INSTRUCTIONS FOR THE TASK
Give the whole listing below as a JSON list of strings, one string per line, with blank lines and the pictures left out.

Object outline annotations
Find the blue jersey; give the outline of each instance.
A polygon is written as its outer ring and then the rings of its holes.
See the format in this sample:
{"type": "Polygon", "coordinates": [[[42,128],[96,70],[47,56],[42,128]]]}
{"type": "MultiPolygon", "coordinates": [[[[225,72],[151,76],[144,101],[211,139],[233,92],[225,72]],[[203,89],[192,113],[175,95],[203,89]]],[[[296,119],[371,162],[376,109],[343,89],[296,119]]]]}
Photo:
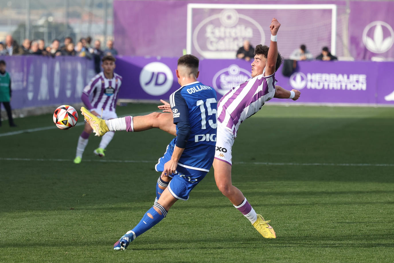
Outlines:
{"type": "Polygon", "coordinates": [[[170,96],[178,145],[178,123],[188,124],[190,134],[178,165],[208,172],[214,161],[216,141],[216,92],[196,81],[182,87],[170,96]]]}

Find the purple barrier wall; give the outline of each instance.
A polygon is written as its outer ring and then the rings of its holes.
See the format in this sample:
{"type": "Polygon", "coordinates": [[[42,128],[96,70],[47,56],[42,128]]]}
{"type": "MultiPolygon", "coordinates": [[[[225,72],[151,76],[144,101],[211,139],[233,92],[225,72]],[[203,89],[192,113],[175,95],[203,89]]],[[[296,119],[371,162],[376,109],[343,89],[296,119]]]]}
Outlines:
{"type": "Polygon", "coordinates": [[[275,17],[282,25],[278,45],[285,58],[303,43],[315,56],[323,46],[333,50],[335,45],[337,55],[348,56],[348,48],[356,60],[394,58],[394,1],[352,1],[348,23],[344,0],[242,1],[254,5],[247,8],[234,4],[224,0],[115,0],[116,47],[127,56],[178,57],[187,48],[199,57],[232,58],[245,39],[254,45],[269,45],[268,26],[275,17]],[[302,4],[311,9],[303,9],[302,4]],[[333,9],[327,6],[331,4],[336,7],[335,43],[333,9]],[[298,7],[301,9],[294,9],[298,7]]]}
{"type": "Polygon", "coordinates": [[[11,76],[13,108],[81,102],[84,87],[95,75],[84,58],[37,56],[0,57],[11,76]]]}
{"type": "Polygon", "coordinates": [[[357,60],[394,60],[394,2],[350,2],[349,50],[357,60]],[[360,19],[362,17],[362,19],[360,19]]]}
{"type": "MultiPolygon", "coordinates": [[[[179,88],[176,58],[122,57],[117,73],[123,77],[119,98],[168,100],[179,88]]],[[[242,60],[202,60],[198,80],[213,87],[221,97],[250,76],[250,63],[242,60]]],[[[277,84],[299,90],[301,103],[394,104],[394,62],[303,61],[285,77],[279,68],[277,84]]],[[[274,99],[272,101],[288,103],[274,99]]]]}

EXERCISE RESULT
[
  "Find the blue jersey; give the outline of each instance.",
  "A polygon is written as its outer ring and then the rings of its holes.",
  "See the format in this sample:",
  "{\"type\": \"Polygon\", \"coordinates\": [[[42,128],[96,70],[47,56],[42,128]]]}",
  "{\"type\": \"MultiPolygon\", \"coordinates\": [[[[225,72],[151,76],[144,101],[211,139],[233,92],[225,72]],[[203,89],[192,113],[175,95],[203,89]]],[[[296,119],[371,162],[376,109],[343,89],[296,119]]]]}",
  "Photo:",
  "Outlines:",
  "{\"type\": \"Polygon\", \"coordinates\": [[[170,96],[178,145],[178,123],[188,124],[190,134],[178,165],[208,172],[214,161],[216,141],[216,92],[196,81],[182,87],[170,96]]]}",
  "Find the purple barrier wall; give the outline of each instance.",
  "A polygon is written as its outer ring and then the rings of its holes.",
  "See the format in this sample:",
  "{\"type\": \"Polygon\", \"coordinates\": [[[42,128],[96,70],[47,56],[42,128]]]}",
  "{\"type\": \"MultiPolygon\", \"coordinates\": [[[[225,72],[151,76],[144,101],[211,139],[233,92],[225,72]],[[203,89],[192,113],[175,95],[203,89]]],[[[296,119],[371,162],[376,109],[343,89],[296,119]]]]}",
  "Outlines:",
  "{\"type\": \"Polygon\", \"coordinates\": [[[275,17],[282,25],[278,45],[285,58],[303,43],[315,56],[323,46],[333,50],[335,45],[337,55],[348,56],[348,48],[356,60],[394,58],[394,1],[352,1],[348,23],[344,0],[242,1],[254,5],[247,8],[234,4],[224,0],[115,0],[116,47],[127,56],[178,57],[187,48],[199,57],[232,58],[245,39],[254,45],[269,45],[268,26],[275,17]],[[302,4],[311,9],[303,9],[302,4]],[[333,9],[327,6],[331,4],[336,7],[335,43],[333,9]],[[298,7],[301,9],[294,9],[298,7]]]}",
  "{\"type\": \"Polygon\", \"coordinates\": [[[11,76],[13,108],[81,102],[84,87],[95,75],[84,58],[37,56],[0,57],[11,76]]]}",
  "{\"type\": \"Polygon\", \"coordinates\": [[[357,60],[394,60],[394,2],[350,2],[349,50],[357,60]],[[360,19],[362,17],[362,19],[360,19]]]}",
  "{\"type\": \"MultiPolygon\", \"coordinates\": [[[[179,88],[176,58],[122,57],[117,73],[123,77],[119,98],[168,100],[179,88]]],[[[242,60],[202,60],[198,80],[213,87],[221,97],[250,76],[250,63],[242,60]]],[[[277,84],[299,90],[301,103],[394,104],[394,62],[303,61],[285,77],[279,68],[277,84]]],[[[274,99],[272,101],[288,103],[274,99]]]]}"
]